══ Text provided

2. they didn’t sell her, they gave her away.
“girls as young as 13 are given away to stave off poverty”
Watch commercials for “Save the Children” and other similar ads for “African relief”. The children are wasting away but the parents aren’t. Too bad they didn’t “give her away”. Maybe she would have been taken care of.
At most, drought may have an effect, not global warming, but we all know that CO2 promotes crop growth, not retard it. So we should criticize this article for stupidly pushing for CO2 reductions, right?
Is there any evidence that “climate change” or increased CO2 in the atmosphere is causing an increase in crop failures in Africa, or increased flooding, or increased drought? Did Gethin Chamberlain provide such evidence in his article, or did he just assume it?
Louis November 26, 2017 at 1:22 pm
Is there any evidence that “climate change” or increased CO2 in the atmosphere is causing an increase in crop failures in Africa, or increased flooding….”
Almost certainly, no. Probably all the global data (e.g. average lifespan, food produced per head of population) show increases over recent decades.
The example given was Malawi. It just happens that, a couple of years ago, I had a brief email conversation with a Church of England bishop. When I asked him for a specific event made worse by climate change, he cited the floods in Malawi, in the previous January. Here’s my WUWT post from two years ago:
*******************************************************************************************************************
This summer I exchanged two emails with a Church of England bishop, and it is relevant to this thread.
A few months ago the Daily Telegraph printed a letter from a group of religious leaders, including the bishop. The letter claimed that already the poor were suffering from a changing climate.
I emailed the bishop, asking what his justification for that claim was.
To his credit, the bishop did reply. As evidence he gave a link to the NOAA, a list of recent storms and floods. In my reply I pointed out that a list of storms proves nothing, as there have always been storms. Some of the storms were tornadoes and hurricanes. I pointed out that the data showed no increase in tornadoes and that average hurricane intensity has been falling for decades.

════
══ Recorded data

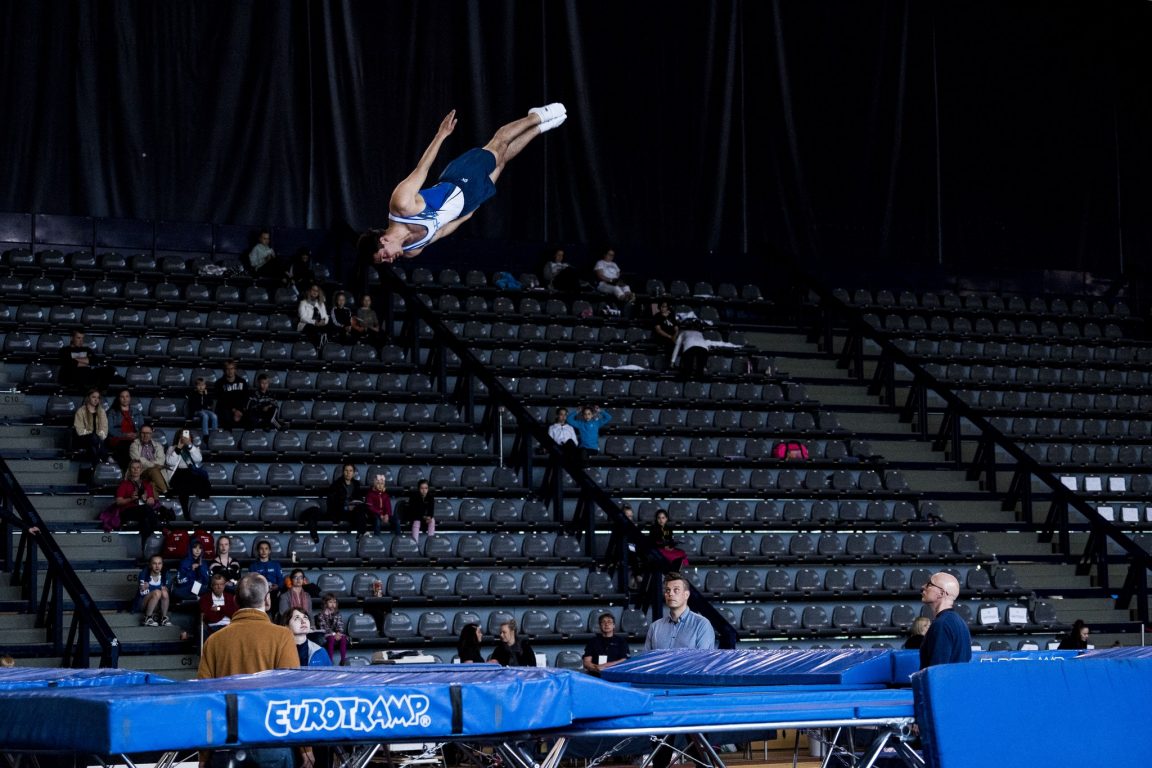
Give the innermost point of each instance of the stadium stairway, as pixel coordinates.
(962, 501)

════

Exercise description: Reproduce the whole comment thread on climate change and Africa word for word. The lines above aren't needed here.

Written response:
2. they didn’t sell her, they gave her away.
“girls as young as 13 are given away to stave off poverty”
Watch commercials for “Save the Children” and other similar ads for “African relief”. The children are wasting away but the parents aren’t. Too bad they didn’t “give her away”. Maybe she would have been taken care of.
At most, drought may have an effect, not global warming, but we all know that CO2 promotes crop growth, not retard it. So we should criticize this article for stupidly pushing for CO2 reductions, right?
Is there any evidence that “climate change” or increased CO2 in the atmosphere is causing an increase in crop failures in Africa, or increased flooding, or increased drought? Did Gethin Chamberlain provide such evidence in his article, or did he just assume it?
Louis November 26, 2017 at 1:22 pm
Is there any evidence that “climate change” or increased CO2 in the atmosphere is causing an increase in crop failures in Africa, or increased flooding….”
Almost certainly, no. Probably all the global data (e.g. average lifespan, food produced per head of population) show increases over recent decades.
The example given was Malawi. It just happens that, a couple of years ago, I had a brief email conversation with a Church of England bishop. When I asked him for a specific event made worse by climate change, he cited the floods in Malawi, in the previous January. Here’s my WUWT post from two years ago:
*******************************************************************************************************************
This summer I exchanged two emails with a Church of England bishop, and it is relevant to this thread.
A few months ago the Daily Telegraph printed a letter from a group of religious leaders, including the bishop. The letter claimed that already the poor were suffering from a changing climate.
I emailed the bishop, asking what his justification for that claim was.
To his credit, the bishop did reply. As evidence he gave a link to the NOAA, a list of recent storms and floods. In my reply I pointed out that a list of storms proves nothing, as there have always been storms. Some of the storms were tornadoes and hurricanes. I pointed out that the data showed no increase in tornadoes and that average hurricane intensity has been falling for decades.